What to work on:
What is the number of lines in the listing below that contain the string "negative"? Give that number only.

Extracted information:
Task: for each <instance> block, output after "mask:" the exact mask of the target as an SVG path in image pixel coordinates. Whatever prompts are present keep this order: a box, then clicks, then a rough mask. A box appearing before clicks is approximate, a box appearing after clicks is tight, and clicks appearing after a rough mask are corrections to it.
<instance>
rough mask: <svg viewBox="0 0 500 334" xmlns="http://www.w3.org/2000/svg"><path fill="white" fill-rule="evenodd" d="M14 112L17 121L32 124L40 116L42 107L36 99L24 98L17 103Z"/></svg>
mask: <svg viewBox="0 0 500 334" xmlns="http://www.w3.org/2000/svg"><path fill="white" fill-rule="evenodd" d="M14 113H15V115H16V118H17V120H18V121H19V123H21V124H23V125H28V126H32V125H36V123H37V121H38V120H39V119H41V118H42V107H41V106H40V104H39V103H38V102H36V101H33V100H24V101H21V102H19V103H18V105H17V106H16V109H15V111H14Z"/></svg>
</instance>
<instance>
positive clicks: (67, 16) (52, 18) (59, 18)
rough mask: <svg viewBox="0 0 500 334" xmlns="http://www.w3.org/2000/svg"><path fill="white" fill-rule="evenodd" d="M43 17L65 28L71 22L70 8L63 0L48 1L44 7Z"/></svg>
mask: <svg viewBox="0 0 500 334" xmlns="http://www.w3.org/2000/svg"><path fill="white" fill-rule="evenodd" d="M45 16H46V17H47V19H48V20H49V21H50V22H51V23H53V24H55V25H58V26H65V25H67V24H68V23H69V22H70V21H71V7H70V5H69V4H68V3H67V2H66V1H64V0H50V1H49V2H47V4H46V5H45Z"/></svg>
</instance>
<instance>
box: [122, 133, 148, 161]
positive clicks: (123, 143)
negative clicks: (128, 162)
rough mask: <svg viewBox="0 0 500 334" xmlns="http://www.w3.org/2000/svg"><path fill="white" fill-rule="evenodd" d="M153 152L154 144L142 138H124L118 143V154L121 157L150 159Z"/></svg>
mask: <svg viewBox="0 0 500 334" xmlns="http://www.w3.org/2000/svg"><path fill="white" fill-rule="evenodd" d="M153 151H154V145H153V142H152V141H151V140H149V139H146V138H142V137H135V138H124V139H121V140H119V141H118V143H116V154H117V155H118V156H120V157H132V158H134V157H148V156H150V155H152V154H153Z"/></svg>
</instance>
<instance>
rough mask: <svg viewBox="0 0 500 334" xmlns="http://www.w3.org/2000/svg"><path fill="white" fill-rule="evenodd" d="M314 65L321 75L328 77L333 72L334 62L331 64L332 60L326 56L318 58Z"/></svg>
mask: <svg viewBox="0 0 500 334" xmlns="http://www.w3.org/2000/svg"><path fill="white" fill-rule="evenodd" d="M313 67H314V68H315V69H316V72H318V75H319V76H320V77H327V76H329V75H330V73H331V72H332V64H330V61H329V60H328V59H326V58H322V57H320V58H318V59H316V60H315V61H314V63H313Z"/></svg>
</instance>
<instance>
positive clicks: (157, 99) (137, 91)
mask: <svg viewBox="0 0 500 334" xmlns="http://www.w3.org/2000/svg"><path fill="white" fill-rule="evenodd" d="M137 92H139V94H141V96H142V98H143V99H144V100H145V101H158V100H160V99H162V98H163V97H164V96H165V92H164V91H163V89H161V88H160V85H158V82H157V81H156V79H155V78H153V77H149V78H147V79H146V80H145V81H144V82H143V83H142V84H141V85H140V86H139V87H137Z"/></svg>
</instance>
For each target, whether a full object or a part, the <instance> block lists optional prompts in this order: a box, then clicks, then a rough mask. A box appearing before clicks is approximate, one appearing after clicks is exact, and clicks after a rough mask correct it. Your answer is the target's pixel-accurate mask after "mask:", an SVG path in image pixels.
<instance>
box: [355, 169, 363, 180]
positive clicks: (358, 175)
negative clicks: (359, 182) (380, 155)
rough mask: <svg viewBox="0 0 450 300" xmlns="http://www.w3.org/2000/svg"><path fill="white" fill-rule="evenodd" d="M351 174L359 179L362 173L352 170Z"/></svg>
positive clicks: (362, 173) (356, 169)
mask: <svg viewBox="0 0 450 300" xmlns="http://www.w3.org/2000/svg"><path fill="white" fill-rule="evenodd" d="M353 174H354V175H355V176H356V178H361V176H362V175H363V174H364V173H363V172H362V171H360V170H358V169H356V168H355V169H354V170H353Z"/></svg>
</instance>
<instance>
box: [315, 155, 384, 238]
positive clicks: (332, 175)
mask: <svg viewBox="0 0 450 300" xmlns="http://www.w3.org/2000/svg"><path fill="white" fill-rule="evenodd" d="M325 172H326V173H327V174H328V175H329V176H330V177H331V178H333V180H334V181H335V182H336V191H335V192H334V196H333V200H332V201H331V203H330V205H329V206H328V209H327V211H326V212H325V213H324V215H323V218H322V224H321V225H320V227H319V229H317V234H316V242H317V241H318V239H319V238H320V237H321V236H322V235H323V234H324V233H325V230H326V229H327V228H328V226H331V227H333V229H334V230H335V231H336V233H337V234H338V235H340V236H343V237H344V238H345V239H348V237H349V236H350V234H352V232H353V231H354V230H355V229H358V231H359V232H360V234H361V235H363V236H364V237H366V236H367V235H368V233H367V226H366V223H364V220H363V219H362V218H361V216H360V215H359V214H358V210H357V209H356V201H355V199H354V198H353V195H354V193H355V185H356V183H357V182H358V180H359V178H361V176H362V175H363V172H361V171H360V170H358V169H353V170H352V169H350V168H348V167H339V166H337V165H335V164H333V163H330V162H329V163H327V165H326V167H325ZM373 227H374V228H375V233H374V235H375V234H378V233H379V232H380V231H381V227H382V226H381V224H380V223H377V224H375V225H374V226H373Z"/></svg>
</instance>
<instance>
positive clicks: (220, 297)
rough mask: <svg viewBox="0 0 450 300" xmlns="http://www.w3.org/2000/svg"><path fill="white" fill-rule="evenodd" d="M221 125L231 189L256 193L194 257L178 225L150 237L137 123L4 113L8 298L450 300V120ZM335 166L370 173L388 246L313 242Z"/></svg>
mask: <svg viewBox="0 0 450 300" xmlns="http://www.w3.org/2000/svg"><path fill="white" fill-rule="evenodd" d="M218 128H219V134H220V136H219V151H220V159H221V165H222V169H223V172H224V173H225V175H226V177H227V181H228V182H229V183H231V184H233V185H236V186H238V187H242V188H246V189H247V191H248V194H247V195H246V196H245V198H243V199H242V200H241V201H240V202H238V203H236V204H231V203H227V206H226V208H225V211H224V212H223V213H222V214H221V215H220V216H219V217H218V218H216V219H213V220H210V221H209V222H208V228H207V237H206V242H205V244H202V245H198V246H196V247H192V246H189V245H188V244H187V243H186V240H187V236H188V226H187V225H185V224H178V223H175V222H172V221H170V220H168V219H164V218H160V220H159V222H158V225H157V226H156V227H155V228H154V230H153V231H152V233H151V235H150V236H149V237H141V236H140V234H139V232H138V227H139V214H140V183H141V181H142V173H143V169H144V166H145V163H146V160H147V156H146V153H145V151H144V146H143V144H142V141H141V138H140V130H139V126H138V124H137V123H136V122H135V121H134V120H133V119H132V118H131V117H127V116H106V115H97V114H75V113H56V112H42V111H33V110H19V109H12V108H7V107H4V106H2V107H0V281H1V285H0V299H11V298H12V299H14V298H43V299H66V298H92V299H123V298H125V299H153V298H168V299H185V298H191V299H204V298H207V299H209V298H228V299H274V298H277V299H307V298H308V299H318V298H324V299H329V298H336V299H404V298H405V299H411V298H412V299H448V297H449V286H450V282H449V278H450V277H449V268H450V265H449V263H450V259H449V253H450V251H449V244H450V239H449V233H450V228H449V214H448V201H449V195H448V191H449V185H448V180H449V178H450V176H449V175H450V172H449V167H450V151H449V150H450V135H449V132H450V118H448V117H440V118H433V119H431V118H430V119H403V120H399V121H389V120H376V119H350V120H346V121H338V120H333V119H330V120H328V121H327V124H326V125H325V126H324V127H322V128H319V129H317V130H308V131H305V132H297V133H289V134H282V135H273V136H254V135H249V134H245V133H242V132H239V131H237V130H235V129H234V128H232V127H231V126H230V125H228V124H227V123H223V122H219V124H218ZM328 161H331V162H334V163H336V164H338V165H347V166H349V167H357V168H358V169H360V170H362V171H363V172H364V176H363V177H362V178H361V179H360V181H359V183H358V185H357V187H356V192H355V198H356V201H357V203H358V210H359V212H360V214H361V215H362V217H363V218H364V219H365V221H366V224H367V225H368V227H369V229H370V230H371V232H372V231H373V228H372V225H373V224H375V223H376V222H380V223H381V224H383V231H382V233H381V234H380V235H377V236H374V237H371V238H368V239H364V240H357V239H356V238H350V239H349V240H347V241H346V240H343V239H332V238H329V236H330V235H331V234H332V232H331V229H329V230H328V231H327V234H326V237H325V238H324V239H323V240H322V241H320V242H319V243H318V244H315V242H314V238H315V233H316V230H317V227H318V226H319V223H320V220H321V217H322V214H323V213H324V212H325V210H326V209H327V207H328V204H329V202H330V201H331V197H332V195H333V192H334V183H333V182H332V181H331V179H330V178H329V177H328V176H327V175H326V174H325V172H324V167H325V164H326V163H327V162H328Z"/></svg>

Output of the exercise:
2